Work to complete:
Go over the records and copy every line with the string "white".

Supplied data:
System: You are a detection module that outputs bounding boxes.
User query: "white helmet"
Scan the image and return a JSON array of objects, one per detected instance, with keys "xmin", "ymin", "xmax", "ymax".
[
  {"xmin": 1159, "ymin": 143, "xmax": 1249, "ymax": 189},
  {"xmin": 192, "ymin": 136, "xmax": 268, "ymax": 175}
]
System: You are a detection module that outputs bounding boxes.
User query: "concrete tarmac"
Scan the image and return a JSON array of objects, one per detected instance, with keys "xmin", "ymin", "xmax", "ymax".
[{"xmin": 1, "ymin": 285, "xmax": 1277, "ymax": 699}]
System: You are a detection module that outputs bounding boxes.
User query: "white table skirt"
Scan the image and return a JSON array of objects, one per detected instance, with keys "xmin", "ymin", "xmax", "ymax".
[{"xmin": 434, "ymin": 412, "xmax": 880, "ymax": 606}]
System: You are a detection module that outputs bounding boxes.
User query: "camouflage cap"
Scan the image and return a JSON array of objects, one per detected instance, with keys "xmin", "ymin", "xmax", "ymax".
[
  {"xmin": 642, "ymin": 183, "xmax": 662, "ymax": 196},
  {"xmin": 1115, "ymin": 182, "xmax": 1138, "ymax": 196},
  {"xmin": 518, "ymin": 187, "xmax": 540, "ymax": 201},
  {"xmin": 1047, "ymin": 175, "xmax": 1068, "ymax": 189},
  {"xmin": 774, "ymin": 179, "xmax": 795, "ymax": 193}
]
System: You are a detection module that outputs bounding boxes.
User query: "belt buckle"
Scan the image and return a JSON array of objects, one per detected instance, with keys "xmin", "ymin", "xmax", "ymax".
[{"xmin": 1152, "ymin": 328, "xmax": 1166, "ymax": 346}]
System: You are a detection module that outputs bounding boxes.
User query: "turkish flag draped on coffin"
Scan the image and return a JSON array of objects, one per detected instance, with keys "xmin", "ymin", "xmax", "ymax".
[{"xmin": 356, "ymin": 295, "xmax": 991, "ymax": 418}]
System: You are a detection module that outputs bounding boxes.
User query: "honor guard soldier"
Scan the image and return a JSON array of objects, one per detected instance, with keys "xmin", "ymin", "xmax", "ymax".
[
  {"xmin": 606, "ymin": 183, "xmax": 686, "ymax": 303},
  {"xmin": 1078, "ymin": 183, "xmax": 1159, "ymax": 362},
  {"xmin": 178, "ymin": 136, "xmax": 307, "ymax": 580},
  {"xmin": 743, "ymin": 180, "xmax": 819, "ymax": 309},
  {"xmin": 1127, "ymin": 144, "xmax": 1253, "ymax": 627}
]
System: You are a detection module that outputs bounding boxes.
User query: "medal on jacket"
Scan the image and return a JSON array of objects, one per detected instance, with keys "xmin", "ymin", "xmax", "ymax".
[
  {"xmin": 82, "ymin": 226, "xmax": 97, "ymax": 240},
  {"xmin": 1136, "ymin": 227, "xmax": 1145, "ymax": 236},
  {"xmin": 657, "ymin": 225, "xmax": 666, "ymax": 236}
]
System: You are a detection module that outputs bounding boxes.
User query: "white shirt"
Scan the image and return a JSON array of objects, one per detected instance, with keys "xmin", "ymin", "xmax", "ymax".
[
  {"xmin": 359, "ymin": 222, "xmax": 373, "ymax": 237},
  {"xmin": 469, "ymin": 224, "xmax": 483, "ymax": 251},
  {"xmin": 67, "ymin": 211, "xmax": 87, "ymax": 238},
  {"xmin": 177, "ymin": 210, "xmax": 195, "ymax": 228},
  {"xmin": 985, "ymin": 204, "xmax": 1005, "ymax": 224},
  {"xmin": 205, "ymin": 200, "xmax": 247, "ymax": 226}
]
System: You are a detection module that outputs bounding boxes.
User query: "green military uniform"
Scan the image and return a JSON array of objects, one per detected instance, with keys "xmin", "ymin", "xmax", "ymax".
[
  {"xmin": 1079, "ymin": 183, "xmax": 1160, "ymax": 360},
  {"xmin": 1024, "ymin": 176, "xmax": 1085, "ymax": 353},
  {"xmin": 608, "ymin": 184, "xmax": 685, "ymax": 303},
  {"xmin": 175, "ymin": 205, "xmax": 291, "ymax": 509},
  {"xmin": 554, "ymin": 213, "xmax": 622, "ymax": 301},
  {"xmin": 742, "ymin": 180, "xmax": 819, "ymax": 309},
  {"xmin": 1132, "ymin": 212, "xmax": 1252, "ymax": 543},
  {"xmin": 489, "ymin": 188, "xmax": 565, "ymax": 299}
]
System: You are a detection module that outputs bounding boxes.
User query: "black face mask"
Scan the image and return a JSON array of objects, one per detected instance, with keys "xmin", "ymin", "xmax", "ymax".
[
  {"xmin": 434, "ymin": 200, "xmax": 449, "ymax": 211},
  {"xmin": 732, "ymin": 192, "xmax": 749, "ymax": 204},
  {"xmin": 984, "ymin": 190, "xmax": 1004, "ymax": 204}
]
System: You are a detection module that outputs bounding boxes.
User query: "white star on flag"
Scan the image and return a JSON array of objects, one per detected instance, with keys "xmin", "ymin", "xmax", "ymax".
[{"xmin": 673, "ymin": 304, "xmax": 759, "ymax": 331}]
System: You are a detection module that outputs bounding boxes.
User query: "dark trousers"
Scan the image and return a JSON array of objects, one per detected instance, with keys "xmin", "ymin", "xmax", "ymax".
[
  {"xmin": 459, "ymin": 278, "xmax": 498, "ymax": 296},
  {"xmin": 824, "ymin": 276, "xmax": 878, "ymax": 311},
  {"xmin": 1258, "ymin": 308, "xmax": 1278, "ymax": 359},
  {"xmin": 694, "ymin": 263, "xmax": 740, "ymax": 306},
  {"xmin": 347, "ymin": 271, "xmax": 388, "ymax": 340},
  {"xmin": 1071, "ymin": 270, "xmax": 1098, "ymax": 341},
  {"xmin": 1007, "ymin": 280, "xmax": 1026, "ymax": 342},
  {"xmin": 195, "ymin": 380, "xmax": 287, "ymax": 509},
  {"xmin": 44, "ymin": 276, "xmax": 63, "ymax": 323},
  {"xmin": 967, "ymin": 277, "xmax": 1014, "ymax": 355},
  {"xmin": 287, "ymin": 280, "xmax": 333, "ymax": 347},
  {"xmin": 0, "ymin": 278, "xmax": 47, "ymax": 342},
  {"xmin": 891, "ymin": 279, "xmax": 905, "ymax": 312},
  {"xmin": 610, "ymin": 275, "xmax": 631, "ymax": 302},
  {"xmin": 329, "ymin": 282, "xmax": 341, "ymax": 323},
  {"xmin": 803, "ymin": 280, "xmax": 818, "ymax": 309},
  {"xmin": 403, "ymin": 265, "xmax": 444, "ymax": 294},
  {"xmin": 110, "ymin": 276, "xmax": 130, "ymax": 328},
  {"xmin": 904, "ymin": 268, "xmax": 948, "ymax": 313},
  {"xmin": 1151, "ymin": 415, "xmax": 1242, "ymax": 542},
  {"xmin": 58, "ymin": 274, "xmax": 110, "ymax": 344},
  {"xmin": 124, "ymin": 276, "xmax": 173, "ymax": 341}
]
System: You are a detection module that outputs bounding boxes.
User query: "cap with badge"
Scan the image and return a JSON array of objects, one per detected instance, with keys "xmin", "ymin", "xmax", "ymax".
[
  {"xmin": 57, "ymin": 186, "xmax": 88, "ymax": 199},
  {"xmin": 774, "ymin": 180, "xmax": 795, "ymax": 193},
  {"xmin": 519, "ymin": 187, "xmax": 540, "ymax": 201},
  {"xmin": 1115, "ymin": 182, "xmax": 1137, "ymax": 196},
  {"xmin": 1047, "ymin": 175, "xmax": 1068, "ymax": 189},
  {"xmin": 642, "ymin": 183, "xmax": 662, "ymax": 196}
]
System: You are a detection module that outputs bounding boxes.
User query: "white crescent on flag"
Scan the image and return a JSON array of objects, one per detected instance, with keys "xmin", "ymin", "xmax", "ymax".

Output for this task:
User query: "white helmet"
User query: "white table skirt"
User query: "white shirt"
User query: "white star on flag"
User query: "white crescent on flag"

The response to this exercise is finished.